▸ What you need to do: Determine how many lines of the listing below hold the string "white", then state that number alone.

▸ Input for this task:
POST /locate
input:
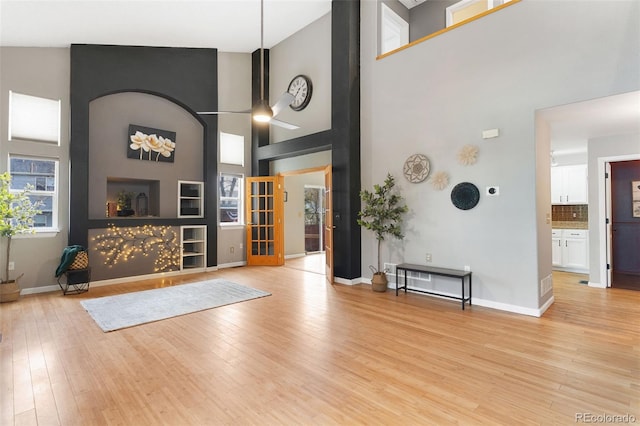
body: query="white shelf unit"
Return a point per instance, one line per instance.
(190, 198)
(193, 243)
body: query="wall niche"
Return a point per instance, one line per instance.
(112, 170)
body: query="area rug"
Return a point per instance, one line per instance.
(127, 310)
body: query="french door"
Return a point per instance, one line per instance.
(264, 213)
(328, 224)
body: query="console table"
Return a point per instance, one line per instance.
(444, 272)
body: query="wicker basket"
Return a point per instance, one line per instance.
(81, 261)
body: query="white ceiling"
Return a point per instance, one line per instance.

▸ Completed exercise: 2